• **Directions**:
Edit everything in the records below from the line containing "ceiling fan motor" down to the line containing "point(150, 35)", replacing "motor housing" with "light kit" and keeping everything else the same.

• **Task material**:

□ □ □

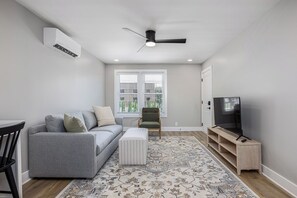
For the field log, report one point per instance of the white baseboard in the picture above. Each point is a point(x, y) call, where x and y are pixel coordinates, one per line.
point(279, 180)
point(176, 128)
point(181, 128)
point(25, 177)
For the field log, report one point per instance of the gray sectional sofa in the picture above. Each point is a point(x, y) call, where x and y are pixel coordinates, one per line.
point(62, 154)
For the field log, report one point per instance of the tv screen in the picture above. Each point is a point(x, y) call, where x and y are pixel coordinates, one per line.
point(227, 113)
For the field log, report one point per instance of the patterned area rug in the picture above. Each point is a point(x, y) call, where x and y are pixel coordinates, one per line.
point(177, 167)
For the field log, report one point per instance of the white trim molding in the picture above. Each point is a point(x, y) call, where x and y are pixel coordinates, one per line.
point(25, 177)
point(279, 180)
point(181, 128)
point(164, 129)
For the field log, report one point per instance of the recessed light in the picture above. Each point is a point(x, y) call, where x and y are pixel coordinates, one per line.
point(150, 43)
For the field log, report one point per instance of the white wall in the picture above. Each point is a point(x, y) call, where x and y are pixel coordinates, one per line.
point(261, 67)
point(36, 80)
point(183, 93)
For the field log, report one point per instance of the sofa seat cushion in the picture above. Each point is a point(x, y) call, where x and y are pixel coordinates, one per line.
point(103, 138)
point(149, 125)
point(115, 129)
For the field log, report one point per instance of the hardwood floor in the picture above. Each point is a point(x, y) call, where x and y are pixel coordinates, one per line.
point(41, 188)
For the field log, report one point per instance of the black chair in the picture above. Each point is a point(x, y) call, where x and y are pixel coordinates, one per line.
point(8, 139)
point(150, 119)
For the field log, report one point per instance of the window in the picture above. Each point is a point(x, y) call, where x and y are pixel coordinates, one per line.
point(137, 89)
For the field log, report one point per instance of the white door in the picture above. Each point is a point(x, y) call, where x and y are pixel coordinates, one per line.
point(206, 91)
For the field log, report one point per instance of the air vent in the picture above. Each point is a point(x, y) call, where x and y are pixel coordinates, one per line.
point(65, 50)
point(56, 39)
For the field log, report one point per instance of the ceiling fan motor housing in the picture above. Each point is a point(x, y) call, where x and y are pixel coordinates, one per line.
point(150, 35)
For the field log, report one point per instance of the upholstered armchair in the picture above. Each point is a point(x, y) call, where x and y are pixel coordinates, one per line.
point(150, 119)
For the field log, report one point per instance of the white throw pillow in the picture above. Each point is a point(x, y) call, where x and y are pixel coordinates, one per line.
point(104, 115)
point(74, 123)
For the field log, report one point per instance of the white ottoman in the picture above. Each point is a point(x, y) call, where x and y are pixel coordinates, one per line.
point(133, 147)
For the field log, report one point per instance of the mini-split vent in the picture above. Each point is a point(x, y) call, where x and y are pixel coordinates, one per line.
point(57, 40)
point(65, 50)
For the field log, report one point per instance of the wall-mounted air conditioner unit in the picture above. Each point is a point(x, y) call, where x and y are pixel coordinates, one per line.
point(53, 37)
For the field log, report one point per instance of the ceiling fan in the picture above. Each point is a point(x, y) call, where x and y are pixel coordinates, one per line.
point(150, 38)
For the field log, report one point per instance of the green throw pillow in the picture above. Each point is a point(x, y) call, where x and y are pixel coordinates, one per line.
point(74, 124)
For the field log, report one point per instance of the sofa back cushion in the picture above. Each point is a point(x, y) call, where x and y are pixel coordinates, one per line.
point(54, 123)
point(90, 119)
point(74, 123)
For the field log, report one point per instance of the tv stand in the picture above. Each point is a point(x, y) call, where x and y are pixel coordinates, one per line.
point(242, 155)
point(242, 136)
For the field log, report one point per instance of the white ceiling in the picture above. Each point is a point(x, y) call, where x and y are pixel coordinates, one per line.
point(97, 25)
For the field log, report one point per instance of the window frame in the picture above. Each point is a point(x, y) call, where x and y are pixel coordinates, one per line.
point(140, 90)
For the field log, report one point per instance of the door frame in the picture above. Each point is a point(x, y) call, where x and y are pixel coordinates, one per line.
point(207, 69)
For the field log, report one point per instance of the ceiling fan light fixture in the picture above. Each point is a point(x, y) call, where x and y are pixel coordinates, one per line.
point(150, 44)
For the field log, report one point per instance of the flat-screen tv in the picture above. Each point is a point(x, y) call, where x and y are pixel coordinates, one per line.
point(227, 113)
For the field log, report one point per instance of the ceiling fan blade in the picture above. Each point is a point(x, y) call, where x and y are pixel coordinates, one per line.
point(172, 41)
point(127, 29)
point(141, 48)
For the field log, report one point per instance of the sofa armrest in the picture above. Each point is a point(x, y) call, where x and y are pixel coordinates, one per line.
point(37, 129)
point(54, 154)
point(119, 121)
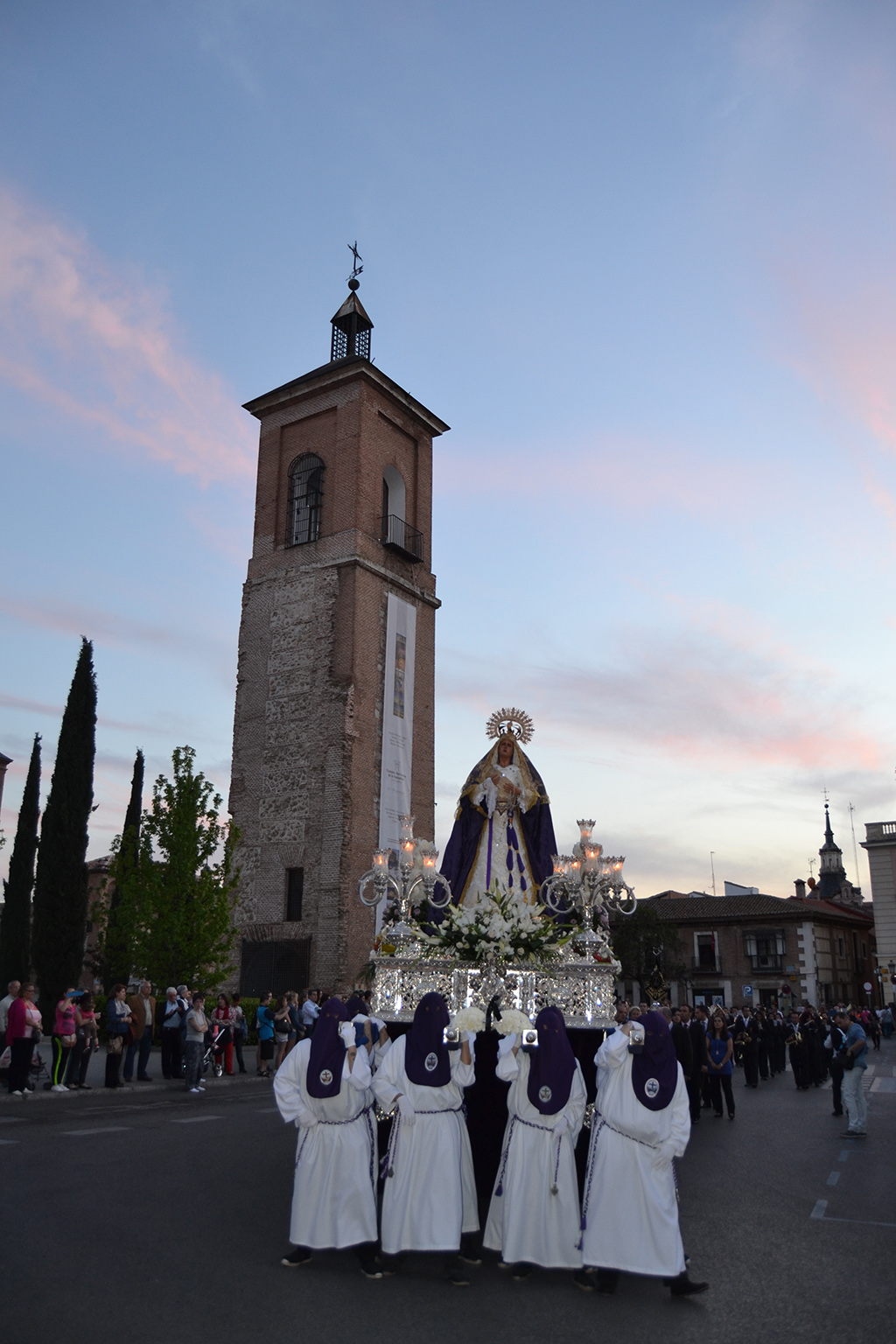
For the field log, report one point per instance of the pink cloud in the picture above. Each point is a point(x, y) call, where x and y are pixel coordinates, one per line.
point(100, 347)
point(116, 631)
point(634, 473)
point(707, 695)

□ □ □

• **Task output**:
For the field log, report one point per instance of the ceiling fan light kit in the picture above. Each point is a point(x, y) call, where x and y are pixel coordinates, one per line.
point(150, 35)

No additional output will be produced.